> **TASK TO COMPLETE**: Would you print the entire listing exactly, leaving nothing out?

> **MATERIAL SUPPLIED**:
_ _ _ _

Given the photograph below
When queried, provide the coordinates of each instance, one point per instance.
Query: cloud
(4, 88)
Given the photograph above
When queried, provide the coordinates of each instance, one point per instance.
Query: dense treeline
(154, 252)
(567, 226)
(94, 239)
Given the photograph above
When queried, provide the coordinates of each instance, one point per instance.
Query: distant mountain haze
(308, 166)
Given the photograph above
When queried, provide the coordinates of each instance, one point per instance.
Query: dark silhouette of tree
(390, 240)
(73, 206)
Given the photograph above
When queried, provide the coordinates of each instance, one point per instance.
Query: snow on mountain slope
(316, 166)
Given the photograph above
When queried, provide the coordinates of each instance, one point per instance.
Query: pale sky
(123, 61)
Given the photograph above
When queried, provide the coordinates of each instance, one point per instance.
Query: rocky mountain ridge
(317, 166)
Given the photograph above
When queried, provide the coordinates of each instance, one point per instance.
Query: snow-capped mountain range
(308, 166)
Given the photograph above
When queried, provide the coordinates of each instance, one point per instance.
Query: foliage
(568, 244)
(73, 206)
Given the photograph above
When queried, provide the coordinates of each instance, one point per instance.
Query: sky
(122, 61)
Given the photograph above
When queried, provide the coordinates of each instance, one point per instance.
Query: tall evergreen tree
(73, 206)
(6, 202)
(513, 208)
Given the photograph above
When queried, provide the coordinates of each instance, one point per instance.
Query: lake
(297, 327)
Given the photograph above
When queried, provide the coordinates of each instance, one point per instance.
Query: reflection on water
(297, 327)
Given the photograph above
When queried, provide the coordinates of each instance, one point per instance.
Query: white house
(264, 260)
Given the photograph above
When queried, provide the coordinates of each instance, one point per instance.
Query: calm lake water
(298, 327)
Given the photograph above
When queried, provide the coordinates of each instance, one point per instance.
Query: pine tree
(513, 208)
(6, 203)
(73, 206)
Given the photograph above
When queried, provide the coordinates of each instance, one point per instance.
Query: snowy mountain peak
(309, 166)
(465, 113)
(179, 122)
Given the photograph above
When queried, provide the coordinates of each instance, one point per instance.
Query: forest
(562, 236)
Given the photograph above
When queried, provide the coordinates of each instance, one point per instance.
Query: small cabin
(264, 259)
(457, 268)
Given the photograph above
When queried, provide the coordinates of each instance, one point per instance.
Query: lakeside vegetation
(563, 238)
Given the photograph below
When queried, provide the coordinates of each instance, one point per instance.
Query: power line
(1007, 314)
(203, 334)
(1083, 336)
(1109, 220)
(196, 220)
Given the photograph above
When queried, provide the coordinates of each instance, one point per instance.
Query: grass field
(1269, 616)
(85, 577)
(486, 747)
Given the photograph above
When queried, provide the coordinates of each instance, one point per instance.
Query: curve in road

_ _ _ _

> **ANSWER TO THIS PROBLEM**:
Given the photograph below
When queried, provide the coordinates of each instance, one point per instance.
Query: cloud
(4, 88)
Given the photograph above
When queried, provide the coordinates of each instance, one point per instance.
Query: dense treeline
(154, 252)
(567, 226)
(94, 239)
Given the photograph above
When queried, provide the coordinates of each instance, one point per instance.
Query: distant mountain haze
(308, 166)
Given the photograph above
When queried, provide the coordinates of each instance, one point per instance.
Query: dark silhouette of tree
(390, 240)
(73, 206)
Given the photograph above
When queried, provide the coordinates of each instance, one point per instance.
Query: snow on mountain slope
(316, 166)
Given the photograph above
When queried, provide the coordinates of each instance, one point per instance.
Query: pale sky
(123, 61)
Given the photograph above
When queried, provide the coordinates of each instance, one point per instance.
Query: rocky mountain ridge
(317, 166)
Given the photograph above
When queried, provide the coordinates of each instance, one point per instance.
Query: snow-capped mountain range
(308, 166)
Given the photograph above
When queried, provide the coordinates of each instance, one point per instance.
Query: foliage
(568, 244)
(73, 206)
Given the photograph above
When queried, provide the coordinates of each instance, one point per instance.
Query: sky
(122, 61)
Given the photograph above
When queried, provide the coordinates of each instance, one point per instance.
Query: tall evergreen tree
(73, 206)
(6, 202)
(513, 208)
Given the photograph above
When queried, provide the coordinates of each instance, one point per instance.
Query: lake
(297, 327)
Given the photograph above
When queried, provide the coordinates of each instance, one point per instance.
Query: reflection on water
(297, 327)
Given the photograph above
When queried, provide the coordinates of each instance, one point per instance.
Query: white house
(264, 260)
Given the photograph above
When queried, provide the coordinates of each instance, one point per instance.
Query: calm lake water
(298, 327)
Given the photograph above
When queried, provide the coordinates of each instance, one point per instance.
Query: pine tree
(513, 208)
(6, 203)
(73, 206)
Given the photograph above
When queried, provide the coordinates of each instance, one point per instance.
Query: snowy mountain peak
(309, 166)
(465, 113)
(179, 122)
Given the photograph above
When queried, provide the coordinates of each instance, one point per instance.
Query: forest
(562, 236)
Given the photograph above
When queried, provide the coordinates of each instance, one point per instance.
Query: small cabin
(264, 259)
(457, 268)
Given the photograph above
When queried, provide the coordinates of each instance, one point per instance.
Query: lakeside vegetation
(563, 238)
Given the photograph below
When queried, provide the coordinates of each instance, one point per instance.
Query: power line
(1007, 314)
(203, 334)
(1083, 336)
(1109, 220)
(196, 220)
Given the photograph above
When queried, provide the coordinates of each instance, one point per instance.
Query: grass field
(1269, 616)
(85, 577)
(486, 747)
Given the photograph above
When queried, provide the coordinates of each instance, one point per instance.
Query: curve in road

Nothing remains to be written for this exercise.